WORK REQUIRED:
Render all the lines below as a JSON list of strings, one string per line, with blank lines omitted.

A run of lines
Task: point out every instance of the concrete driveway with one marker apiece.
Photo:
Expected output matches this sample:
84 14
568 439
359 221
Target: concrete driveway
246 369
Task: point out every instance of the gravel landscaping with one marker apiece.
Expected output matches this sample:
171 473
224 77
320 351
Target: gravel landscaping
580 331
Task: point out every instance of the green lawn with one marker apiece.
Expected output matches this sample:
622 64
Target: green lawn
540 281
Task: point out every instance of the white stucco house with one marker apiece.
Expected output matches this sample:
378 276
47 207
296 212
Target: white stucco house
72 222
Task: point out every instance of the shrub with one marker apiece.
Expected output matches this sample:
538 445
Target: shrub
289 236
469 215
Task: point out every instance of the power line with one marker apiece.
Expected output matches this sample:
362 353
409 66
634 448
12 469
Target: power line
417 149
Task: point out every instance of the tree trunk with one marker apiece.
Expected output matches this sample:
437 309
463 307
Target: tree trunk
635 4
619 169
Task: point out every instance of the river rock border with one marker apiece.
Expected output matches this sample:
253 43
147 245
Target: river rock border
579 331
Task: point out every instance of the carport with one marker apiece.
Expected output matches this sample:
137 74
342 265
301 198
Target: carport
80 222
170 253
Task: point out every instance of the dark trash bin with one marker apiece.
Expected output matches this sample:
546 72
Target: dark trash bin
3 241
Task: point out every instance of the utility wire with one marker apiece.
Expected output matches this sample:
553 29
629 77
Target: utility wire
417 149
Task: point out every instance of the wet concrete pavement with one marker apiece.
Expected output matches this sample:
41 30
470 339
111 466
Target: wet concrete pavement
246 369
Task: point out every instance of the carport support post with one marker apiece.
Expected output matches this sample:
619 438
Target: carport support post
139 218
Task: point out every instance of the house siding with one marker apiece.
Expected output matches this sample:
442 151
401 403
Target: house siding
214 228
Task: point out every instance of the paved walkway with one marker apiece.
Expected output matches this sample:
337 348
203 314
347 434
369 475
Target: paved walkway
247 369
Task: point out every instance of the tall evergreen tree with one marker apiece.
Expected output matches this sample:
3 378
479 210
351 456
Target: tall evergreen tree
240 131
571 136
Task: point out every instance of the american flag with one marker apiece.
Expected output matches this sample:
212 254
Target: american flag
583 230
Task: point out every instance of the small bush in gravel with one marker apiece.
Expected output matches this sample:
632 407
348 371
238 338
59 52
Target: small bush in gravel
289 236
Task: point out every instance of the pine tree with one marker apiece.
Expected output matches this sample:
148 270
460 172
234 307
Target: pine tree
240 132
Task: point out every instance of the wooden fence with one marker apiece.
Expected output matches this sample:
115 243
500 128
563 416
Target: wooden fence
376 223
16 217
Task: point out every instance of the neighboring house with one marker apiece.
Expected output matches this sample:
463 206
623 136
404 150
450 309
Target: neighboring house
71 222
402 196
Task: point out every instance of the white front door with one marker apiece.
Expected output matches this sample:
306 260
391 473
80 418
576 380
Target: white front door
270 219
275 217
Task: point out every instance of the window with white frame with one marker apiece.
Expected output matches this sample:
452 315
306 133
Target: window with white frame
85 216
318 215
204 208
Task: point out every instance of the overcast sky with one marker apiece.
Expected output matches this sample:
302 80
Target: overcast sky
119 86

FINISHED TASK:
[
  "Task: point out every instance of the concrete driveway with one marker apiece.",
  "Photo:",
  "Expected output matches this sample:",
  "84 14",
  "568 439",
  "359 221",
  "Target: concrete driveway",
  "246 369",
  "Task: point out every instance of the gravel landscaping with one marker apiece.",
  "Expected output matches this sample:",
  "171 473",
  "224 77",
  "320 351",
  "Target: gravel landscaping",
  "580 331",
  "Task: point out every instance of the green lawn with one marker apiece.",
  "Expected output matches this sample:",
  "622 64",
  "Target: green lawn",
  "540 281",
  "Task: point out every instance of the white stucco house with one marker apiece.",
  "Expected output matches this sample:",
  "378 276",
  "47 207",
  "296 212",
  "Target: white stucco house",
  "72 222",
  "Task: point out every instance of the shrub with one marker apiece.",
  "Expected output matches this sample:",
  "538 445",
  "Target: shrub",
  "289 236",
  "469 215",
  "Task: point out every instance of the power line with one marker apiece.",
  "Expected output matches this sample:",
  "362 353",
  "409 66",
  "634 448",
  "12 469",
  "Target: power line",
  "417 149",
  "Task: point out every instance of the tree trunk with one marker apiece.",
  "Expected output matches this sample:",
  "437 309",
  "463 307",
  "Target: tree trunk",
  "635 4",
  "619 169",
  "Task: point out every instance of the river rock border with one marker apiece.",
  "Expected output matches this sample:",
  "253 43",
  "147 245",
  "Target: river rock border",
  "579 331",
  "Task: point out every instance of the carport with one marker apiece.",
  "Expected output matches this sample:",
  "137 74",
  "342 265",
  "301 198",
  "Target: carport",
  "80 222",
  "170 253",
  "Task: point out every instance of the dark trash bin with one marker apiece.",
  "Expected output matches this sample:",
  "546 72",
  "Target: dark trash bin",
  "3 241",
  "Task: point out every instance of the utility wire with one marker apiece.",
  "Expected output matches this sample:",
  "553 29",
  "629 77",
  "Target: utility wire",
  "417 149",
  "Task: point out every instance of the wet concrete pavement with one marker apiece.",
  "Expected output matches this sample:",
  "41 30",
  "470 339",
  "111 466",
  "Target: wet concrete pavement",
  "246 369",
  "Task: point out every instance of the carport support post with one marker apiece.",
  "Expected output matches this sample:",
  "619 438",
  "Target: carport support post",
  "139 218",
  "Task: point out every instance of the house siding with one marker apiece.",
  "Expected output matches this sample:",
  "442 151",
  "401 403",
  "Target: house siding",
  "214 228",
  "Task: point out every instance of the paved walkway with one marker apiece.",
  "Expected output matches this sample:",
  "337 348",
  "203 314",
  "347 434",
  "369 475",
  "Target: paved walkway",
  "247 369",
  "Task: point out every instance of the tall evergreen tree with one marker apiece.",
  "Expected output matches this sample:",
  "3 378",
  "479 210",
  "351 456",
  "Target: tall evergreen tree",
  "240 131",
  "571 136",
  "Task: point out every instance of the american flag with one marker apiece.",
  "Expected output matches this sample:",
  "212 254",
  "Target: american flag",
  "583 230",
  "Task: point out every instance of the small bush in gravel with one marker apiece.",
  "Expected output matches this sample:",
  "632 407",
  "348 371",
  "238 338",
  "59 52",
  "Target: small bush in gravel",
  "289 236",
  "Task: point out every instance of the pine tree with one marker apiece.",
  "Expected output matches this sample:",
  "148 270",
  "460 172",
  "234 307",
  "Target: pine tree",
  "240 132",
  "Task: point out every instance of the wooden fence with one marker apiece.",
  "Expected output matches this sample:",
  "115 243",
  "500 128",
  "563 416",
  "Target: wooden fence",
  "376 223",
  "16 217",
  "Task: point out every instance of the neighboring house with one marker apiece.",
  "Expected output matches this sample:",
  "463 206",
  "623 136",
  "404 150",
  "450 309",
  "Target: neighboring house",
  "71 222",
  "402 196",
  "Task: point out every instance of the white front door with one marker apiece.",
  "Expected output matches this sample:",
  "306 260",
  "391 473",
  "80 418",
  "576 380",
  "Target: white front door",
  "270 219",
  "275 217",
  "Task: point out every instance of the window with white frame with one marker apiece.",
  "Expected output matches this sample:",
  "452 315",
  "306 133",
  "Target: window with white frame",
  "85 216",
  "318 215",
  "204 208",
  "Task: point out every instance of the overcast sky with one marker apiece.",
  "Expected output matches this sample:",
  "302 80",
  "Target: overcast sky",
  "119 86"
]